• Excerpt provided:
──────────

Humanizer for German: Why AI Text Detection Is Language-Specific
AI-generated text has telltale patterns. But those patterns aren't universal.
When you read a text that feels wrong—too smooth, perfectly structured, every paragraph the same length—you can often sense that an LLM wrote it. But what you're sensing is mostly English. German AI text sounds different. It has its own tells.
The problem: most AI detection tools and guides are designed for English. They catch English patterns beautifully. They miss German ones entirely.
Are you working with English content? Use Siqi Chen's original Humanizer. It's excellent for English text.
Working with German content? That's what the German adaptation is for.
This post explains why German needed its own version, and what patterns make German AI writing recognizable.
Why German AI Text Is Different
English and German diverge in their vulnerabilities to LLMs. The same model that produces flawless English can betray itself immediately in German through patterns that native English speakers don't even notice.
Take these examples:
- Participle-I constructions like "gewährleistend" or "hervorhebend" (ensuring, highlighting). In English, "-ing" forms are natural everywhere. In German, this construction screams LLM.
- Overused transition phrases like "Darüber hinaus" (furthermore) appearing three times per paragraph. Native German writers vary their transitions. LLMs repeat the same mechanical connectors.
- Em-dashes everywhere — a punctuation habit from English that German doesn't share natively.
- Vague authorities like "Experten sagen" (experts say) with no sources attached.
- Symbolic overload like "steht als Zeugnis für" (stands as testimony to)—nobody actually writes like this.

──────────

• Data excerpts:
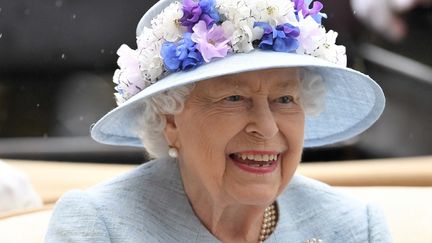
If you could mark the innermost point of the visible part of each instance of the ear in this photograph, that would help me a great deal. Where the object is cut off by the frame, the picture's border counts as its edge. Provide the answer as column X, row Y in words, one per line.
column 171, row 132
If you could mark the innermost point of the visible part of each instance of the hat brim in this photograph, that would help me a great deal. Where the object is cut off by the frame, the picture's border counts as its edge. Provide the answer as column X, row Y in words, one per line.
column 353, row 100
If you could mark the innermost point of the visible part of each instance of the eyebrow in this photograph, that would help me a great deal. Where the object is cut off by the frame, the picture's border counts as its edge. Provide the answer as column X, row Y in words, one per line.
column 234, row 83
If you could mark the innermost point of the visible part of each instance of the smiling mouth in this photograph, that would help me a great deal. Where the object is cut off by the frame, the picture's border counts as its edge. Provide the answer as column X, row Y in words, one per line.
column 256, row 160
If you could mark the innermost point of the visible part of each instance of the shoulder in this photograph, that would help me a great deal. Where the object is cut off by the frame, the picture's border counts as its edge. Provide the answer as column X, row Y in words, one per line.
column 118, row 210
column 329, row 214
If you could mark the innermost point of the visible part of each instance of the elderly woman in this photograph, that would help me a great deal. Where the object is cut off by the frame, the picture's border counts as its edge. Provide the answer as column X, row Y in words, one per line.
column 225, row 95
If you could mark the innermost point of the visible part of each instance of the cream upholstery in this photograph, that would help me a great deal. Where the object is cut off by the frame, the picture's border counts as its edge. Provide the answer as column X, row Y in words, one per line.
column 402, row 187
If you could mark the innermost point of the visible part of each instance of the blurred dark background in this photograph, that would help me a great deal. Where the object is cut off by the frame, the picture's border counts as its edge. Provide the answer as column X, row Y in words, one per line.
column 57, row 58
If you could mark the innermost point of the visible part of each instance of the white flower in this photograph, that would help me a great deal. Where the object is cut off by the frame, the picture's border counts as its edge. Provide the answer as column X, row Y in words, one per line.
column 242, row 35
column 236, row 11
column 167, row 24
column 128, row 78
column 150, row 60
column 275, row 12
column 331, row 52
column 312, row 35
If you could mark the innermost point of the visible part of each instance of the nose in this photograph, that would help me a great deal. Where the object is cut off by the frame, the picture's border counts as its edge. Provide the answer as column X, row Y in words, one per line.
column 262, row 123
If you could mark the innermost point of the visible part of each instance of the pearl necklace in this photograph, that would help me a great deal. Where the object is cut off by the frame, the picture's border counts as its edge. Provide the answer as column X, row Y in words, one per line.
column 269, row 222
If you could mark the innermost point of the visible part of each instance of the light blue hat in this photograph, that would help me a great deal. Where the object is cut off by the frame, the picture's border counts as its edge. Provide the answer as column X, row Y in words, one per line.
column 353, row 100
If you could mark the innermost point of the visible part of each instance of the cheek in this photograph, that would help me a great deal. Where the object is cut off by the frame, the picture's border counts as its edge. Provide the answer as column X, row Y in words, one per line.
column 293, row 131
column 204, row 136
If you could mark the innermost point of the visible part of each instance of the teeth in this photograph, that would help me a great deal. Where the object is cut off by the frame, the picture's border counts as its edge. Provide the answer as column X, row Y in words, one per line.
column 258, row 157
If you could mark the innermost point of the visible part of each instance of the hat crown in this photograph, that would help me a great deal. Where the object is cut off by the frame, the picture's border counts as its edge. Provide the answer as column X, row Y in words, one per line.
column 152, row 13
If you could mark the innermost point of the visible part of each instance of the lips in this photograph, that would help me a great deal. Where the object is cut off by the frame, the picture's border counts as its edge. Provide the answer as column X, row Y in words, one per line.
column 259, row 162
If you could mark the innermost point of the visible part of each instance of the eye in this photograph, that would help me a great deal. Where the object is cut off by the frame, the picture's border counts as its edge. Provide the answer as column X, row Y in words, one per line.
column 285, row 99
column 234, row 98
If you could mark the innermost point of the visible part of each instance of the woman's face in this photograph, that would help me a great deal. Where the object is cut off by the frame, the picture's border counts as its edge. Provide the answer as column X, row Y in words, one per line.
column 240, row 137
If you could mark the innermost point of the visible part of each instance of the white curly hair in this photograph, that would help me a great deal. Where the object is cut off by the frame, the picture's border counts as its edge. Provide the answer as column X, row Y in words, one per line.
column 153, row 118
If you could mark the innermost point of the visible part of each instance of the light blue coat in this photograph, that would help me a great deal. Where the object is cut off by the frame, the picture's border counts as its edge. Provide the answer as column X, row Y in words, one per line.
column 149, row 204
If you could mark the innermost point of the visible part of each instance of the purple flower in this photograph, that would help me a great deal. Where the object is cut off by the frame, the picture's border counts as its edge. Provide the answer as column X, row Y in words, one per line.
column 210, row 42
column 193, row 12
column 283, row 38
column 303, row 7
column 182, row 55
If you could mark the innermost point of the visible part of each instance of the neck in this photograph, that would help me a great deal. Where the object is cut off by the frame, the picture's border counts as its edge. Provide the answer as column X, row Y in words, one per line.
column 230, row 222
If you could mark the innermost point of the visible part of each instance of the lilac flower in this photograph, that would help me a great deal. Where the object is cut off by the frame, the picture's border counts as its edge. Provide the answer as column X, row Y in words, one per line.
column 193, row 12
column 303, row 7
column 182, row 55
column 210, row 42
column 283, row 38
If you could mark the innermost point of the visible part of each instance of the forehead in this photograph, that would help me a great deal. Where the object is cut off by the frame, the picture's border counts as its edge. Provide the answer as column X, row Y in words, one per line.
column 286, row 78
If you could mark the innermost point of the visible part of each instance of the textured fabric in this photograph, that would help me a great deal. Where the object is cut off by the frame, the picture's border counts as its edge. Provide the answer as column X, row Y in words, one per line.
column 148, row 204
column 353, row 100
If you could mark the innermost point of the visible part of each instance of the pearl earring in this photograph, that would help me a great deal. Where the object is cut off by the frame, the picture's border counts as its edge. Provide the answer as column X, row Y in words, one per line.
column 172, row 152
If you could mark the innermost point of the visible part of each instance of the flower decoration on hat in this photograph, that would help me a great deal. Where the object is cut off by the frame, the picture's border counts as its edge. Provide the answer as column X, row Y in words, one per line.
column 192, row 33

──────────

• Tasks and exercises:
(1) In the post about German AI text detection, which tool is recommended for working with English content?
(2) Do these statements agree with the post about German AI text detection? Answer yes or no for each and quote the deciding words. (a) Most AI detection tools and guides are designed for English. (b) Native German writers tend to repeat the same transition phrases. (c) Em-dashes are a punctuation habit native to German.
(3) Reproduce the part of the post about German AI text detection that opens with the words containing "The problem: most" and closes with "for English text.".

• Answers for the exercise:
(1) Siqi Chen's original Humanizer.

(2)
(a) Yes: "most AI detection tools and guides are designed for English."
(b) No: "Native German writers vary their transitions."
(c) No: "a punctuation habit from English that German doesn't share natively."

(3)
The problem: most AI detection tools and guides are designed for English. They catch English patterns beautifully. They miss German ones entirely.
Are you working with English content? Use Siqi Chen's original Humanizer. It's excellent for English text.